Working data Block Start

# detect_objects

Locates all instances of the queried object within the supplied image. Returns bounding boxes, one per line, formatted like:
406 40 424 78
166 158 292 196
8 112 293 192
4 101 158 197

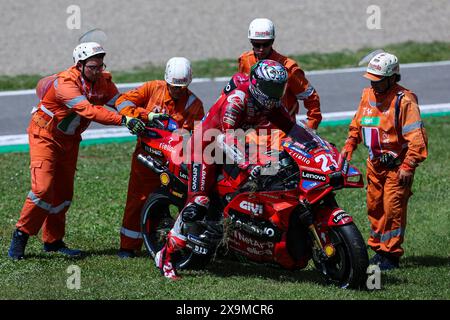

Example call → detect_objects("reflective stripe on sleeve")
65 95 87 108
185 94 196 111
402 121 423 135
116 101 136 112
106 93 120 107
296 86 315 100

Working data Block End

What the exercise asks
Print every line above exactly as given, but not the pictures.

Response to the exercise
# detect_objects

Locates all instances of the queried object within the supplied image. Returns bounding boxes, one per line, formatted like:
406 40 424 78
166 158 292 196
8 112 293 192
4 101 158 197


Example call → detect_objects("reflective stripe on sleeve")
65 95 87 108
185 94 196 111
402 121 423 135
116 101 136 112
106 93 120 107
296 86 315 100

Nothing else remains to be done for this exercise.